#### [EXERCISE DATA]
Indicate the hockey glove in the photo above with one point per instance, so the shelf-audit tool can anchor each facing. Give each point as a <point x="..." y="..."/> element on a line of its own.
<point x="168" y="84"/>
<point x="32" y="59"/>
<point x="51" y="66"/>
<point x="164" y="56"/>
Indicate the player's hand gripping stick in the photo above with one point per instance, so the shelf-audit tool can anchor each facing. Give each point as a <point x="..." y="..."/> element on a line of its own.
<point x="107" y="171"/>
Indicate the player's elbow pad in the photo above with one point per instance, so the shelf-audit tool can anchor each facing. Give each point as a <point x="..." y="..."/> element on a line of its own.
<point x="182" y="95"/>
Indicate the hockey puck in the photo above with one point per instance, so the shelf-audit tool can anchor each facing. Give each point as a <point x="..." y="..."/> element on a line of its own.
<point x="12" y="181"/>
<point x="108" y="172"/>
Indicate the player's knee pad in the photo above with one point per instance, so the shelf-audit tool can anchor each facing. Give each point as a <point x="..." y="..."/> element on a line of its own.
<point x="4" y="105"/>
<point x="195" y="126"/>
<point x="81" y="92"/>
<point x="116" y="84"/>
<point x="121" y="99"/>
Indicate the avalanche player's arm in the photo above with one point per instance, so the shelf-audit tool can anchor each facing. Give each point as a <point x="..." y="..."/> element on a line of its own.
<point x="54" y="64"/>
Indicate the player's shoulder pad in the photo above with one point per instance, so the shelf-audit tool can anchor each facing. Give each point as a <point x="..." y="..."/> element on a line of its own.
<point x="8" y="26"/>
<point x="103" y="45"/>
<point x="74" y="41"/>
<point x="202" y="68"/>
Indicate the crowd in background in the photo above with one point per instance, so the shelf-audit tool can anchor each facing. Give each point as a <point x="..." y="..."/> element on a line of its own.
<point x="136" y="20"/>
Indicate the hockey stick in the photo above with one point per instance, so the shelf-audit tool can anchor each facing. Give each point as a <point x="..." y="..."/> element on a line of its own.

#### [TASK DIRECTIONS]
Format the lines from the one containing "Indicate the crowd" through the end of the records as a Markdown table with columns Row and Text, one line per row and no blank lines.

#### [EXERCISE OUTPUT]
| Row | Text |
|---|---|
| 1 | Indicate the crowd in background in the photo above with one point per instance, so the shelf-audit tool can anchor each facing. Give each point as a <point x="..." y="..."/> element on a line of its own. |
| 2 | <point x="136" y="20"/> |
| 3 | Indicate the hockey stick in the photo above with one point per instance, so the shelf-audit tool can anchor each facing. Give each point as a <point x="..." y="..."/> element on a line of its own. |